▸ WHAT THIS TASK INVOLVES
Reproduce each line of the material exactly as it reads.

BEGIN

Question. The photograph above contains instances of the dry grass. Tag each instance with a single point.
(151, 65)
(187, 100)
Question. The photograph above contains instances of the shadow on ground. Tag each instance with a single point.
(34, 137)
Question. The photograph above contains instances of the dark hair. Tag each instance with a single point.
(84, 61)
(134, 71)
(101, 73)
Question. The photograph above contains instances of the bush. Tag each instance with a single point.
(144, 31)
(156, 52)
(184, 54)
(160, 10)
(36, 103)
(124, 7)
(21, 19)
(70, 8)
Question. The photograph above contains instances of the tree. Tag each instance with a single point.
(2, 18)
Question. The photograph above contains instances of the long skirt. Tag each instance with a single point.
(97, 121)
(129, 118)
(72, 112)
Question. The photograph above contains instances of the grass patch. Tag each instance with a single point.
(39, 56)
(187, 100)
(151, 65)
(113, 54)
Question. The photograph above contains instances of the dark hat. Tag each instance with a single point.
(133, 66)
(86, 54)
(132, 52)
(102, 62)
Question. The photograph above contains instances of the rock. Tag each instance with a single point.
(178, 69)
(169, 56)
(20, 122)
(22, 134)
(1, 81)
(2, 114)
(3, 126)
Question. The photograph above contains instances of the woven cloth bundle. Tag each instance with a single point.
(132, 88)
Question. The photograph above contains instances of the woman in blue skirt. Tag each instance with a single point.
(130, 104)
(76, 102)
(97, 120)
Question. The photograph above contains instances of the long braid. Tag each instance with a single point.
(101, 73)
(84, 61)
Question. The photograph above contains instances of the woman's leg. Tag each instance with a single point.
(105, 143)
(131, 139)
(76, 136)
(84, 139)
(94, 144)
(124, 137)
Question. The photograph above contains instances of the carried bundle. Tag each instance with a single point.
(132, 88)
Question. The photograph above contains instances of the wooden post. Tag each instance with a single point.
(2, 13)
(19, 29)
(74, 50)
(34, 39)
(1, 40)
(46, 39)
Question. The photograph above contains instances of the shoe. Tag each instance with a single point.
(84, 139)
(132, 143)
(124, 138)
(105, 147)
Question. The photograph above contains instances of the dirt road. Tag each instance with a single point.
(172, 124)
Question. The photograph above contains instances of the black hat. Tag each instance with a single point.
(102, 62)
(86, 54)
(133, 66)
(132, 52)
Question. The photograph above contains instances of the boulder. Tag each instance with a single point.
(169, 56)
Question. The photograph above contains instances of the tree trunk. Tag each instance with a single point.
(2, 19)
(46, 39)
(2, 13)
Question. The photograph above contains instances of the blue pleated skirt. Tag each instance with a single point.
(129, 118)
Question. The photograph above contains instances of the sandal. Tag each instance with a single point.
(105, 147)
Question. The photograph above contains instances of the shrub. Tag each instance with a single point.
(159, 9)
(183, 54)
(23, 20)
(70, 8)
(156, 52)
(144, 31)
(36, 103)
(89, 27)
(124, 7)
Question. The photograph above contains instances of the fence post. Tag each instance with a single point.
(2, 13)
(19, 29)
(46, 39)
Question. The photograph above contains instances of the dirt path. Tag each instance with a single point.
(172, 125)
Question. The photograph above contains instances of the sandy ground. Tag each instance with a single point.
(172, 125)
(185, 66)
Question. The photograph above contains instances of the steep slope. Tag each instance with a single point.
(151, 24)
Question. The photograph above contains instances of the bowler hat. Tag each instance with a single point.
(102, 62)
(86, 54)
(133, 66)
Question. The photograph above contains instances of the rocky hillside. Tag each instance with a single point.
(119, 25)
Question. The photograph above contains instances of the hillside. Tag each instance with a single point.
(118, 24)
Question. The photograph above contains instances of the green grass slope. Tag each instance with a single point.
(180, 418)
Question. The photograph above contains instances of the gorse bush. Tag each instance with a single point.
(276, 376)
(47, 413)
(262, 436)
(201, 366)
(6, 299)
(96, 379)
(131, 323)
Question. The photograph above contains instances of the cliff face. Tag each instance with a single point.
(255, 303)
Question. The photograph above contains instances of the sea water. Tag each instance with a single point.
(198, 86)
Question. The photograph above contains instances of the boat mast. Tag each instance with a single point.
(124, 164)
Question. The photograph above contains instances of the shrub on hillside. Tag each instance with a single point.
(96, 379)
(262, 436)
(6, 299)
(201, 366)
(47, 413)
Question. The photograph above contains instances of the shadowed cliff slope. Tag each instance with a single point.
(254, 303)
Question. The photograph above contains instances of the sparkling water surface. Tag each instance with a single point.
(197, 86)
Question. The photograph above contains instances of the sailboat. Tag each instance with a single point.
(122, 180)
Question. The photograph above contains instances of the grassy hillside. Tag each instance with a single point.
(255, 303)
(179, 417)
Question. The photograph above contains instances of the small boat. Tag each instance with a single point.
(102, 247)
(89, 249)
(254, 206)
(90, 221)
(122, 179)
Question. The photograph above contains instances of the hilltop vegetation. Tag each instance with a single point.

END

▸ SOLUTION FOR THIS EXERCISE
Question. The photograph above contains instances of the dry grass. Tag each instance with a single point.
(151, 65)
(187, 100)
Question. The photograph above contains instances of the shadow on ground. Tag each instance with a single point.
(34, 137)
Question. The photograph above contains instances of the dark hair. Tag each instance with a single point.
(84, 61)
(134, 71)
(101, 73)
Question. The photograph above contains instances of the bush. Tag each instance with a single point.
(144, 31)
(156, 52)
(184, 54)
(160, 10)
(36, 103)
(124, 7)
(21, 19)
(70, 8)
Question. The photograph above contains instances of the tree. Tag each instance with a single point.
(2, 18)
Question. The photograph above contains instances of the long skirt. Tag each instance with a single point.
(97, 121)
(129, 118)
(72, 112)
Question. The photograph above contains instances of the grass patch. Tag each instance with a single point.
(39, 56)
(187, 100)
(151, 65)
(113, 54)
Question. The photograph above contains instances of the dark hat. Tag each instance with a single point.
(133, 66)
(86, 54)
(132, 52)
(102, 62)
Question. The photograph above contains instances of the rock. Tag each instance with a single point.
(178, 69)
(169, 56)
(20, 122)
(22, 134)
(1, 81)
(2, 114)
(3, 126)
Question. The photograph above contains instances of the woven cloth bundle. Tag each instance with a single point.
(132, 88)
Question. The photograph above contains instances of the woman in blue skirt. Tag each instance with a single point.
(130, 104)
(76, 102)
(97, 120)
Question. The photograph above contains instances of the long braid. Tag each instance with a single point.
(101, 73)
(84, 61)
Question. The photograph above contains instances of the woman's leg. Tag each instance with a single point.
(105, 143)
(131, 139)
(76, 136)
(84, 139)
(94, 144)
(124, 137)
Question. The photograph above contains instances of the carried bundle. Tag each instance with a single point.
(132, 88)
Question. The photograph above contains instances of the wooden post. Tag each instance with a single point.
(2, 13)
(19, 29)
(74, 50)
(34, 39)
(1, 40)
(46, 39)
Question. The photograph above contains instances of the shoe. Tag each instance with a single point.
(84, 139)
(132, 143)
(124, 138)
(105, 147)
Question. The photograph above contains instances of the dirt road. Tag each instance with a single point.
(172, 124)
Question. The photograph above contains instances of the black hat. Tag each instance with a single point.
(102, 62)
(86, 54)
(133, 66)
(132, 52)
Question. The photograph above contains instances of the boulder. Tag each instance with a single point.
(169, 56)
Question. The photograph above contains instances of the tree trunk. Tag each instance with a single point.
(2, 19)
(46, 39)
(2, 13)
Question. The photograph above contains instances of the blue pleated skirt. Tag each instance with a single point.
(129, 118)
Question. The photograph above contains instances of the sandal. Tag each instance with a single point.
(105, 147)
Question. The photograph above contains instances of the shrub. Tag each instance with a single point.
(159, 9)
(183, 54)
(23, 20)
(70, 8)
(156, 52)
(144, 31)
(36, 103)
(89, 27)
(124, 7)
Question. The photograph above contains instances of the fence post. Tag each instance with a single point.
(2, 13)
(19, 29)
(46, 39)
Question. The photograph above contains instances of the dirt path. Tag each instance with a single point.
(172, 125)
Question. The photograph above contains instances of the sandy ground. Tag each instance with a single point.
(172, 125)
(185, 66)
Question. The photograph above contains instances of the steep slope. Tag each instance with a single point.
(151, 24)
Question. The photograph above contains instances of the bowler hat. Tag each instance with a single point.
(102, 62)
(86, 54)
(133, 66)
Question. The photograph above contains instances of the rocky hillside. Tag each instance with a single point.
(119, 25)
Question. The photograph above contains instances of the hillside. Tag each instance with a single point.
(118, 24)
Question. The photograph above contains instances of the green grass slope. Tag each instance with a single point.
(180, 418)
Question. The photograph above contains instances of the gorse bush. Tag each instance with a single point.
(276, 376)
(47, 413)
(262, 436)
(201, 366)
(6, 299)
(96, 379)
(131, 323)
Question. The photograph above contains instances of the cliff face. Tag each instance with a single point.
(255, 303)
Question. The photograph above contains instances of the sea water. Tag each instance with a single point.
(198, 86)
Question. The photograph above contains instances of the boat mast. Tag each instance with a single point.
(124, 164)
Question. The photograph above contains instances of the shrub on hillside. Tag each instance with a single point.
(96, 379)
(262, 436)
(6, 299)
(201, 366)
(47, 413)
Question. The photograph above contains instances of the shadowed cliff slope. Tag each instance with a single point.
(254, 303)
Question. The photograph above contains instances of the sparkling water surface. Tag each instance with a single point.
(197, 86)
Question. The photograph above contains instances of the sailboat. Tag each instance with a single point.
(122, 180)
Question. The photograph above contains instances of the grassy hillside. Tag each instance with a single point.
(255, 303)
(179, 417)
Question. The photograph above contains instances of the small boat. Tag each instance with a single point.
(102, 247)
(89, 249)
(254, 206)
(90, 221)
(122, 179)
Question. The photograph above contains instances of the hilltop vegetation. Tag each instance with a single point.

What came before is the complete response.